# Exercise prompt
Reproduce, word for word, the lines that run from the start of the rows through the line containing "[172,356,272,582]", including that line.

--- Data supplied ---

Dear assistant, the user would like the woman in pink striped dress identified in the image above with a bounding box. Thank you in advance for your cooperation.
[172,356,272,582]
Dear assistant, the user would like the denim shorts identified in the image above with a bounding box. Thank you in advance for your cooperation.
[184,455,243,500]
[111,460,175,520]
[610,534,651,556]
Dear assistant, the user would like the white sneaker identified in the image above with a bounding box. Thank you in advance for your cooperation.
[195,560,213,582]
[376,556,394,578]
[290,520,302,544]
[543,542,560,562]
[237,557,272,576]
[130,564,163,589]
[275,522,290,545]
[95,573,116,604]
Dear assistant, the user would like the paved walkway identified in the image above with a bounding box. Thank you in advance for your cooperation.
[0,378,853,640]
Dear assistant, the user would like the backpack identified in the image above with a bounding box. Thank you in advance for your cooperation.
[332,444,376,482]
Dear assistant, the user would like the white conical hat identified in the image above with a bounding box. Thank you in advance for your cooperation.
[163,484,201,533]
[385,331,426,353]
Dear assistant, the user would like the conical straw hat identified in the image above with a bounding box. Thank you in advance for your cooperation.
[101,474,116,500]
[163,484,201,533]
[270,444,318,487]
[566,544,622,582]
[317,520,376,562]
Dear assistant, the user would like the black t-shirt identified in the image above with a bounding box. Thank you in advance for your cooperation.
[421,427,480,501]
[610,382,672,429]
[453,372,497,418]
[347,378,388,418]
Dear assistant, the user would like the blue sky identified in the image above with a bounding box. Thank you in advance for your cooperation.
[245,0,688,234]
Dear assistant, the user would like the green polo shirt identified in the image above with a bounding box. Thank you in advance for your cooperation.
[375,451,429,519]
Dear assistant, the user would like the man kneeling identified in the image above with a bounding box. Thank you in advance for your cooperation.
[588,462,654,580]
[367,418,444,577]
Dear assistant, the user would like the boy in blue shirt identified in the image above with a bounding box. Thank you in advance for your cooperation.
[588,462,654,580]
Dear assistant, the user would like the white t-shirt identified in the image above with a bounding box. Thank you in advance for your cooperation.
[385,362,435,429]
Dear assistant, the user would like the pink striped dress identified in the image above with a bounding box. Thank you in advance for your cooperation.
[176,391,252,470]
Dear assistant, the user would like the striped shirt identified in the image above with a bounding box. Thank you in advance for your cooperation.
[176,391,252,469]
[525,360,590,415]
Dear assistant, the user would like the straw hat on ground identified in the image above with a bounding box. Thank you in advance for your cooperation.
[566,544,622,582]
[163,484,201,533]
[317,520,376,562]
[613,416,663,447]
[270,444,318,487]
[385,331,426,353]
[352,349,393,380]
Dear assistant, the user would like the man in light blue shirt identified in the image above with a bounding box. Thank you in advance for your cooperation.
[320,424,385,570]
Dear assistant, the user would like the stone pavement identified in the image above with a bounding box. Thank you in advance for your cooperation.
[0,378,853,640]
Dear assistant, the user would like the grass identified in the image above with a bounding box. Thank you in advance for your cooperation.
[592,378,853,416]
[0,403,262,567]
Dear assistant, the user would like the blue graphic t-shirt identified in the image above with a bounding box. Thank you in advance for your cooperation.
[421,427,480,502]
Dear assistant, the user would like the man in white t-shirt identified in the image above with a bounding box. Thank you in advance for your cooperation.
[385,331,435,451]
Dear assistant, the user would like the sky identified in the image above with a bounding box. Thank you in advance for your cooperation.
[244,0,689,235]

---

# Result of this task
Dear assistant, the user would like the woman in pink striped dress identified in the image above with a bounding box. Thank you in advance for your cooperation.
[172,356,272,582]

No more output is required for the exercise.